Requirement:
Among the records below, find each line containing the word "tree" and copy it.

[Natural-language object grounding data]
****************

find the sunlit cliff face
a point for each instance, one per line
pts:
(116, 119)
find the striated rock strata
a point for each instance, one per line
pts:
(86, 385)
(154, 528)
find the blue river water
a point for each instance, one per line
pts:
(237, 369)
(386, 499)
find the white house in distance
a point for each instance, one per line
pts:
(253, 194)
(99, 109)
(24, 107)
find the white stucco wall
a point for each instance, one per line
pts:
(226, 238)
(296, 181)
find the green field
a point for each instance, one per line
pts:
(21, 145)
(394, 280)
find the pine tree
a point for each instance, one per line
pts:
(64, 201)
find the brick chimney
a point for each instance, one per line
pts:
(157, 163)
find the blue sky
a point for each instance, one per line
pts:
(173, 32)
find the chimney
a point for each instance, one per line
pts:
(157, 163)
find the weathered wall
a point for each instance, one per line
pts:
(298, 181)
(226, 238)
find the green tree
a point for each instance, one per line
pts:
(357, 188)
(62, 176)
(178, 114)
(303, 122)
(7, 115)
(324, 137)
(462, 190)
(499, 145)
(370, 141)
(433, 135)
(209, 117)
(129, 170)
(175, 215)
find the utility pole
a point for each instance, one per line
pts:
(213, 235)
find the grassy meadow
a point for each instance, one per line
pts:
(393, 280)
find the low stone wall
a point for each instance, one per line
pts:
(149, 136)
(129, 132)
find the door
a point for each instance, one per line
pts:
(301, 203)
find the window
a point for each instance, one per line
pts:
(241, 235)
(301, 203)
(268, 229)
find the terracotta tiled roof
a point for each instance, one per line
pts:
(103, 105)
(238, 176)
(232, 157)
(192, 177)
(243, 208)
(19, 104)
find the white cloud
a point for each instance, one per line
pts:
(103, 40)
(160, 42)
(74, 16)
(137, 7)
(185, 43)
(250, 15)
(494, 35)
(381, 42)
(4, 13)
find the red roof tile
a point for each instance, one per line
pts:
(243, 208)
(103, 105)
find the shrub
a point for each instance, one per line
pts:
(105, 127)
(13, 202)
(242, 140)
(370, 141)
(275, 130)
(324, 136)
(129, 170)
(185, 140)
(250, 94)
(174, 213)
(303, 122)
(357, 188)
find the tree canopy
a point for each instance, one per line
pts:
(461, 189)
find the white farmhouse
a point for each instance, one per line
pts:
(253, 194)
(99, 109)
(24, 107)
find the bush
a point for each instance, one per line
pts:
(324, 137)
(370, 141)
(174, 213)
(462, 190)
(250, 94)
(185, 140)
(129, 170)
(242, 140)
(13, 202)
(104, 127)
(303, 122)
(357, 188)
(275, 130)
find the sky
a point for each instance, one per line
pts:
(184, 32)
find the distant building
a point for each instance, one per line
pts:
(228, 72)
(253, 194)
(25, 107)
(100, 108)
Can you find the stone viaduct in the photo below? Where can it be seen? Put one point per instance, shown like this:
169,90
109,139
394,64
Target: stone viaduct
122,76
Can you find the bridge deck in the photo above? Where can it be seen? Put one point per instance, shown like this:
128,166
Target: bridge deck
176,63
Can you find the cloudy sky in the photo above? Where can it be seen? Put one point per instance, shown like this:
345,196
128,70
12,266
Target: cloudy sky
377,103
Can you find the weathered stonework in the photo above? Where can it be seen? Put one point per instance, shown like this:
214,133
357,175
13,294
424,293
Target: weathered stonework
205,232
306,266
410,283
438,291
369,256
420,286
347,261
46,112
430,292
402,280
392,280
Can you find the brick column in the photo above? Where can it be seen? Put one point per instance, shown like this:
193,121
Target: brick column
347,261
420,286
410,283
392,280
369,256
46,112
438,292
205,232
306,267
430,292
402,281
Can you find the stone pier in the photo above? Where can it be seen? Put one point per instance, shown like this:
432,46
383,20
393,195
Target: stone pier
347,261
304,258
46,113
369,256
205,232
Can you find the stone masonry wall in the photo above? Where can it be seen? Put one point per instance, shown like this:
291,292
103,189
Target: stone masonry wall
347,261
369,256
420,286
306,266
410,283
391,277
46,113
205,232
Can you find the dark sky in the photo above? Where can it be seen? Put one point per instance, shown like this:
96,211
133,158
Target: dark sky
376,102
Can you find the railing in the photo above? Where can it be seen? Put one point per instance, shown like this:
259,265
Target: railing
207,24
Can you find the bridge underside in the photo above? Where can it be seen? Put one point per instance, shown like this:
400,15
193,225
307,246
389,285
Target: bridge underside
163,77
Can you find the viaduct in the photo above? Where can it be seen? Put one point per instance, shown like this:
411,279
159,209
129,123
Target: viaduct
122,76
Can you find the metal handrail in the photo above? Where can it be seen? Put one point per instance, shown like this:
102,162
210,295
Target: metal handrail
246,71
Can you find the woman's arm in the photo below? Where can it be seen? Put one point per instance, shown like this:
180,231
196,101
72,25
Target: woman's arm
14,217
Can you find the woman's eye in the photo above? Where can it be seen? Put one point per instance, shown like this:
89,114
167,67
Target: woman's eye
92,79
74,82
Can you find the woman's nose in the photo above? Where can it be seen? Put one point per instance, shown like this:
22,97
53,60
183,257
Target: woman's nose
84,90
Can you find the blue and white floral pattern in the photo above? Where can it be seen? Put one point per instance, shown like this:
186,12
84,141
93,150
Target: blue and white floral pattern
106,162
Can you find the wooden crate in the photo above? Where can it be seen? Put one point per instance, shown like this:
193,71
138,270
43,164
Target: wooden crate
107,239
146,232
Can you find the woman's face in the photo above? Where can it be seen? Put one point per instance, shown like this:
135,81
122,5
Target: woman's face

****************

Written response:
find the pine tree
find the green tree
find the tree canopy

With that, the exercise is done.